Community Leaders: Increase in Safe Neighborhood Funds Comes at Expense of Downtown Revitalization

AUGUSTA, Maine — A proposal by the state Department of Economic and Community Development to bolster a crime-fighting grant at the expense of other spending projects is coming under fire from more than a dozen community leaders, who want a more balanced approach to block grant funding.

But department officials say the Safe Neighborhood grant program also has a positive effect on community development.

DECD Commissioner George Gervais says his agency's plans to focus on safer neighborhoods at the expense of some other grant projects boils down to priorities. And for the moment, a downtown revitalization program isn't one of them.

"I understand there are some who have issue with the fact that the downtown program that has been a part of the community development block grant program for the past several years, there aren't any dollars in that program for 2016 at this point," Gervais says.

Although most of the $10 million in federal CDBG grants remain unchanged, some such as the Downtown Revitalization Program are being proposed for zero funding so that more money can be spent on what's known as the Safe Neighborhoods program for some cities and towns.

Gervais said no one should underestimate the linkage between drug-fueled crime and deteriorating neighborhoods.

"Cause when there are drug problems in a community that aren't dealt with and there aren't resources to deal with it, it has a negative impact on a community," Gervais says. "So we put it on the program statement this year. We feel that there is a very strong benefit for the communities that are dealing with this program. We left the downtown program in there. There's a good chance that maybe funds become available within the year that can be repurposed for that program. We haven't killed the program. We just don't have the funding in it right now."

But at a public hearing on the DECD's strategy several community representatives balked at the idea of shifting resources.

"The downtown revitalization component of CDBG program has been and should continue to be an important tool of the economic development tool box of Maine cities and towns," says David Rollins, the mayor of Augusta.

He says funding for the downtown center has made a huge difference in his community, with many of the old downtown buildings being converted and rented as upscale apartment units.

Other opponents included Ross Cunningham, who said residents in his home town of Lisbon had tried unsuccessfully to seek private funding for revitalization of run-down storefronts. He says Lisbon lacks a quality of place that more successful towns have been able to demonstrate.

"In 2012 we invited regional developers to speak to our group and to the town council," Cunningham says. "We wanted to know why Lisbon was not considered a lucrative investment for them. They were very blunt. One simply referred tom our town as a dump while others cited a lack of planning standards or community vision."

Cunningham says that lack of private investment makes CDBG block grants the only option for revitalization for many communities.

The department plans to issue a final decision on its selection of block grant programs before Jan. 1.

------------------------------------

# SET TASK 1:
Answer these questions about the article on Maine's block grant funding:
(a) How much federal CDBG grant money is involved?
(b) Who is the mayor of Augusta?
(c) By when does the department plan to issue its final decision on block grant programs?
The article and the records are unrelated to each other.

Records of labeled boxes
------------------------------------

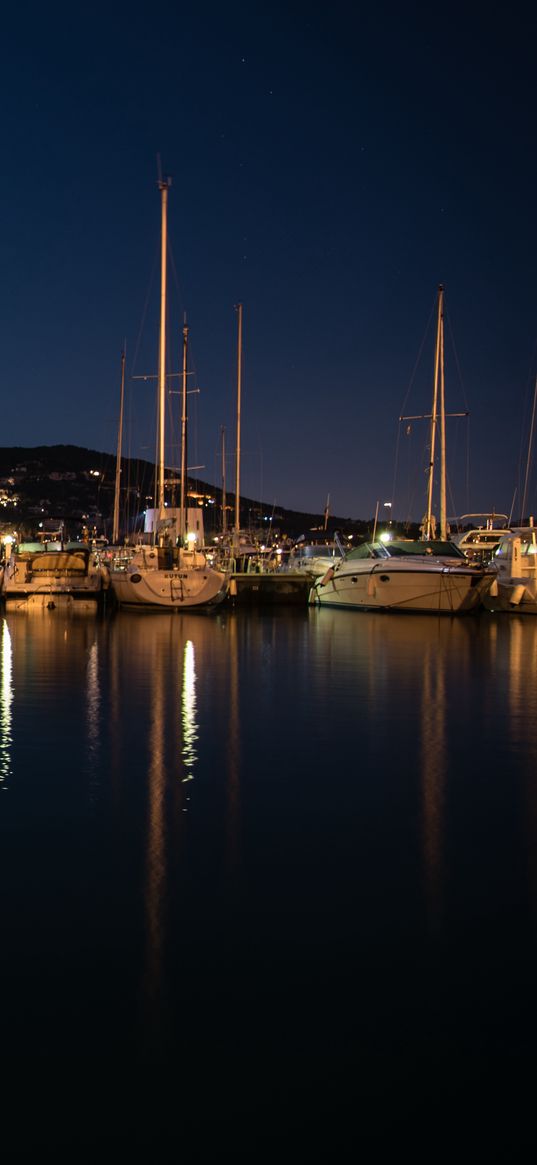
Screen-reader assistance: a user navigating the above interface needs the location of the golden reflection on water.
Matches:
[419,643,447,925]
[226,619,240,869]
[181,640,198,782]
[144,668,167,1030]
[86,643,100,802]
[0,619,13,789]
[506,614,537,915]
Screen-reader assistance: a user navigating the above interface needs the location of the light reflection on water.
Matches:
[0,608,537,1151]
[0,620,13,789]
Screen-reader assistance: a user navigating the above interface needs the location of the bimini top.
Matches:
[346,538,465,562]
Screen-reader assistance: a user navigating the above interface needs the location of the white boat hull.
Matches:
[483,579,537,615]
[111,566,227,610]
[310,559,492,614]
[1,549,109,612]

------------------------------------

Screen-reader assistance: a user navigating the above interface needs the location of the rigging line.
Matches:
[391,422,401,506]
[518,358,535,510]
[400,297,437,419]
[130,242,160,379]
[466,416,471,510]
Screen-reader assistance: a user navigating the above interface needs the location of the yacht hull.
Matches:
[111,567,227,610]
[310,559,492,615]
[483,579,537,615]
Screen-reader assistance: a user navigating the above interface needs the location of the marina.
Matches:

------------------------------------

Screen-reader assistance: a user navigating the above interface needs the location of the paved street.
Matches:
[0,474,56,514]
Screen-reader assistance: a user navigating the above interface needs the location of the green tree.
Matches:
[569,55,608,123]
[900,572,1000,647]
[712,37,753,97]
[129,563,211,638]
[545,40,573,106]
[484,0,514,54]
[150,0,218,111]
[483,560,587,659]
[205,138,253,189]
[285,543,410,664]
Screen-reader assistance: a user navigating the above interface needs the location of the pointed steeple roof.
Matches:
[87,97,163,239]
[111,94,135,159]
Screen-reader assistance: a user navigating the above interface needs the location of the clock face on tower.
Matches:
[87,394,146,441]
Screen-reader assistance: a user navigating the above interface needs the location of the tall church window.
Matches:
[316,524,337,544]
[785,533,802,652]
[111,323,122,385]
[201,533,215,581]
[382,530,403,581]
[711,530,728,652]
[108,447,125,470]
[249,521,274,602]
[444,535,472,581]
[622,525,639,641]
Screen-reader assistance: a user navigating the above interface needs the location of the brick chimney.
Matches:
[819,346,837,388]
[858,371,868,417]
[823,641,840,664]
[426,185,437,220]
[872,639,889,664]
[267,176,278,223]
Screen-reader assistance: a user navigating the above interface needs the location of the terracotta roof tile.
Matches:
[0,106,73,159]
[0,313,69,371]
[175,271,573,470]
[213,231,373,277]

------------------------------------

# SET TASK 2:
Can you repeat, word for word, the part of the records that opens with the line containing "golden reflection on water." and closes with the line containing "[1,549,109,612]"?

# EXERCISE SOLUTION 1:
(a) $10 million
(b) David Rollins
(c) Before Jan. 1

# EXERCISE SOLUTION 2:
Screen-reader assistance: a user navigating the above interface needs the location of the golden reflection on water.
Matches:
[419,643,447,925]
[226,619,240,869]
[181,640,198,782]
[144,668,167,1030]
[86,643,100,802]
[0,619,13,789]
[506,614,537,915]
Screen-reader assistance: a user navigating the above interface needs the location of the light reflection on water.
Matches:
[0,608,537,1151]
[0,620,13,789]
Screen-reader assistance: a user navigating the above interface needs the location of the bimini top.
Matches:
[346,538,465,562]
Screen-reader assistance: a user navigating the above interface needs the location of the white boat hull.
Matches:
[483,579,537,615]
[111,566,227,610]
[310,559,492,614]
[1,549,109,612]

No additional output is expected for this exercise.